_Required work_
What lines in the records include the string "cushion"? Return each one.

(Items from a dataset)
'''
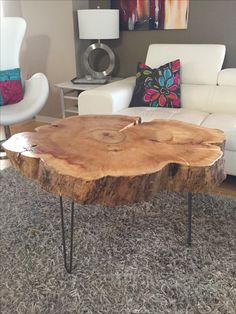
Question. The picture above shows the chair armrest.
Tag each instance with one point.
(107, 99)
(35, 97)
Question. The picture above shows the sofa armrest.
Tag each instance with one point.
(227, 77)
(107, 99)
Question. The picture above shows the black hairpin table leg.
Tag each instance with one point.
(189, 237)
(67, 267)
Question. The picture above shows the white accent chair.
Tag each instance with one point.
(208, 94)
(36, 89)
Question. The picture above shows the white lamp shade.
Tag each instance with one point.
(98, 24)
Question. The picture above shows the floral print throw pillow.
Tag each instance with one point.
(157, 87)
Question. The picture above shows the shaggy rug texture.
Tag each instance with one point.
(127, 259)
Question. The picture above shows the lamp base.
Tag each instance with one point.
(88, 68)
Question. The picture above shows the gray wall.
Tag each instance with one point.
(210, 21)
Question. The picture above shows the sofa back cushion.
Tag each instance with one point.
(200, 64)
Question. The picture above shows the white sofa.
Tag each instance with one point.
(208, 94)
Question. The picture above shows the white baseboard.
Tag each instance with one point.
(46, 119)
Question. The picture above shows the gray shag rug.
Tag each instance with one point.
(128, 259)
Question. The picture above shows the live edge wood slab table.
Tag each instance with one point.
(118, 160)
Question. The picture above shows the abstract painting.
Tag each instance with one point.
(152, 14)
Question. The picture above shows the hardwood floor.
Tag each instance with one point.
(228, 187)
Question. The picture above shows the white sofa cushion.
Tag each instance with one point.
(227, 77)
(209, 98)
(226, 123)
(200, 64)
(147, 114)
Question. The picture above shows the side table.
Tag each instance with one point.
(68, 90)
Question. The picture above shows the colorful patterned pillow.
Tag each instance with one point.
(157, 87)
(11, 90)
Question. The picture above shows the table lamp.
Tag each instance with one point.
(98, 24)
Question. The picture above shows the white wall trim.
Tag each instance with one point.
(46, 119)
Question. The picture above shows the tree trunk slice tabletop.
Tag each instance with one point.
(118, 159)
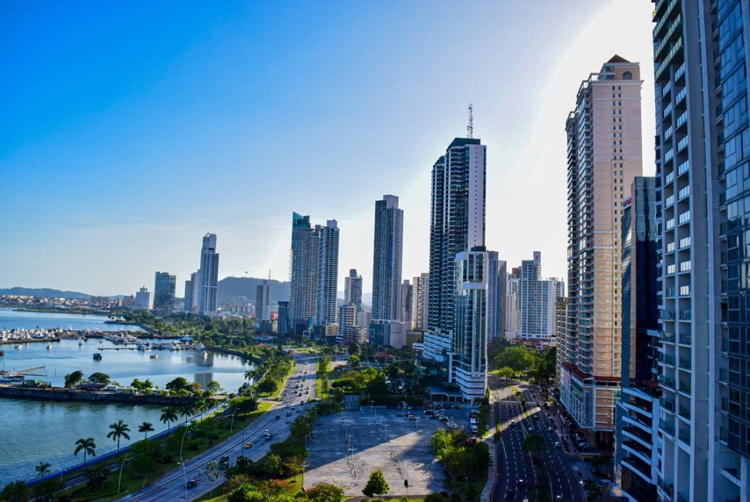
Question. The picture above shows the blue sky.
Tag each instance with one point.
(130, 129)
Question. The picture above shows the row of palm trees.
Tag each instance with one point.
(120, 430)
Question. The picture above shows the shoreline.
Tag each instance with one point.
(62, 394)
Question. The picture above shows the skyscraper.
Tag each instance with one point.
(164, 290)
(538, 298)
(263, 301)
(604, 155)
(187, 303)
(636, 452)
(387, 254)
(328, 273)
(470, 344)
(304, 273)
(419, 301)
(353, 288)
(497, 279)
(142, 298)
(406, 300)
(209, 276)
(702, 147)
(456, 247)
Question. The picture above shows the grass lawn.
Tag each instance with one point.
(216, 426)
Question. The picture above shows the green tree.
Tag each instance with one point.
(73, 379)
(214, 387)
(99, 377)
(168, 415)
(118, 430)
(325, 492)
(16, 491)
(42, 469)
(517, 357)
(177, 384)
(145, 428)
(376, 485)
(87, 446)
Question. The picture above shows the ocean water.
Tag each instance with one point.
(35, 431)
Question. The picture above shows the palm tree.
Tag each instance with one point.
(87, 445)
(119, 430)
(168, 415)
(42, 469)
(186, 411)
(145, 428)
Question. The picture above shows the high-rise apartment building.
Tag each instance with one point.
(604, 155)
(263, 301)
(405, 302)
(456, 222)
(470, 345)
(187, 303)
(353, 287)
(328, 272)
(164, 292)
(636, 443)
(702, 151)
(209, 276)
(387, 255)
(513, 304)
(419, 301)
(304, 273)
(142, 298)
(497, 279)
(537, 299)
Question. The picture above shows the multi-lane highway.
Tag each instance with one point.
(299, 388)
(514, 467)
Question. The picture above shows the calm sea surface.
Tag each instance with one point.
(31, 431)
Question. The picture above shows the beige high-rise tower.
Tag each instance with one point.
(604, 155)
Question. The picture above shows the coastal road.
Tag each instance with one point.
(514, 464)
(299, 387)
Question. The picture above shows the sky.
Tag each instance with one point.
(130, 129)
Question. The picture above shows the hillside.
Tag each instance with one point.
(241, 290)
'''
_Response box_
Question. The picture above shows the sofa back cushion.
Question. The picture above shows the white sofa cushion.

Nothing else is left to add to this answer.